→ **THE TASKS**:
**a.** In the account of the gallery installation below, how old was the artist when Lucy R. Lippard first encountered the work?
**b.** Pick up the account of the gallery installation at the point where it stops, and carry it forward from its final sentence.

→ **PROVIDED PASSAGE**:
┌──

This project successfully crossed the boundary between audience and gallery while it addressed a relevant social issue, one that I was living inside myself. If someone had told visitors that they had entered a gallery rather than an employment agency, they might have run away before receiving the gift of being seen and heard. In fact, that happened once when I left my post to get coffee and the person minding the store shared with the visitor that this was not a place to get a job, but rather a gallery, and the person left immediately without the reward of being seen in their vulnerability. To take the risk to cross the threshold into the unknown needed a warm welcome.
It’s important to note here that this installation was conceived and mounted long before the terms, “social practice” and “dialogic art” had been written about it or discussed. I was just doing what I felt compelled to do out of a need to find community, and this impulse continues to inform my work to this day.
To see more photos and listen to the audio, go here. https://faculty.washington.edu/bnaidus/APPLY%20WITHIN.html
I received some critical feedback from a couple of elder activist artists who said that my piece was manipulative and exploitative. Both of them were gainfully employed as professors of art and had long ago distanced themselves from the world that I and some audience members were swimming in, so while I understood their perspective, I did not feel it was relevant. Thankfully, the feedback I received from those for whom the project was intended was overwhelmingly positive.
From that point on, I became very interested in creating projects that developed dialog with visitors. I wasn’t the only person who felt excited by this innovative intervention. Lucy R. Lippard happened to be installing a show of political artists’ books in another part of the gallery, and she was impressed by the impact my project was having on gallery visitors. Since she had never heard of me (I was 26 at the time) or my work, she invited me to her loft to learn more. I was both excited and intimidated; after all, I had been reading her writings for years and was a bit starstruck.
I arrived at Lucy’s Prince Street loft with some loose-leaf notebooks filled with photos and texts about my previous installations. After she greeted me, we sat down and talked briefly about my background and the current installation, and she said, “please leave this material with me, and I will decide whether I want to write about it.” As I recall, I felt like I was floating on the vibration of our shared words as I made my way home to Brooklyn.

└──

→ **RECORD EXCERPTS**:
┌──

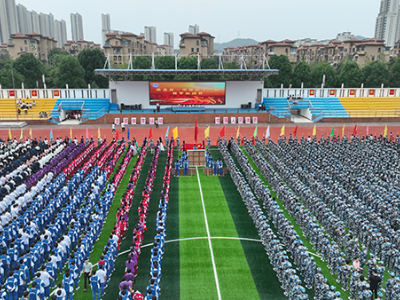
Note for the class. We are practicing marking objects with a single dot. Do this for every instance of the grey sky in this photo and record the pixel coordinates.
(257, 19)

└──
┌──

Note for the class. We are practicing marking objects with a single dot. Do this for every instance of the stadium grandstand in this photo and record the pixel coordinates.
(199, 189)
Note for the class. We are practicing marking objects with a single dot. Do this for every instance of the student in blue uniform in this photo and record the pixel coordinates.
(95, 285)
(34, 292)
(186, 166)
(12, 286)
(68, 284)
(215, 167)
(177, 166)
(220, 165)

└──

→ **THE RESPONSES**:
**a.** The artist was 26.

**b.**
A month or two later, in the summer of 1980, I opened an issue of ArtForum magazine to discover her article about my work. And then, to my surprise, I found two other short pieces about the project in Art in America and Fuse Magazine.
There was a part of me that was delighted that the work had garnered attention, but I also noticed places of discomfort with this recognition. A part of me felt like I didn’t deserve it (I was too young, too untested, etc.), and thus began years of wrestling off and on with the imposter syndrome. I didn’t have enough self-awareness at the time to understand what I was experiencing, nor did I have a peer group or a counselor with whom I could discuss it. My boyfriend who was struggling with his own career at the time, was not supportive at all. In fact, he became competitive and found many opportunities to put me down. It took two more years, support from a counselor, and a few friends, before I had the courage to end the relationship.
Despite these unpleasant and unexpected side effects from my sudden experience of recognition, as a result of the attention, I was invited to speak on panels and participate in exhibitions, one of which was in London, England at the Institute of Contemporary Art. That show, ISSUE: Social Strategies by Women Arts, was curated by Lippard, and included many artists whose work I had read about, who inspired me in many ways. A few, like me, were just beginning to get recognition. The show included May Stevens, Martha Rosler, Mierle Ukeles Laderman, Adrian Piper, Nancy Spero, Suzanne Lacy & Leslie Labowitz, Bonnie Sherk, Jenny Holzer, Loraine Leeson, Margaret Harrison, and others.
While it was thrill to meet and talk to so many of these artists, it was also challenging to participate when I had so few resources to do so successfully. My airfare was paid for, as well as my hotel room, but there were no funds for food, ground transportation, or materials to make my work on site. During this trip, I learned one of the lessons that many young artists without privilege learn: the attention your work receives may give you opportunities, but without sufficient resources and support, you may underperform, be frustrated, and doubt your abilities.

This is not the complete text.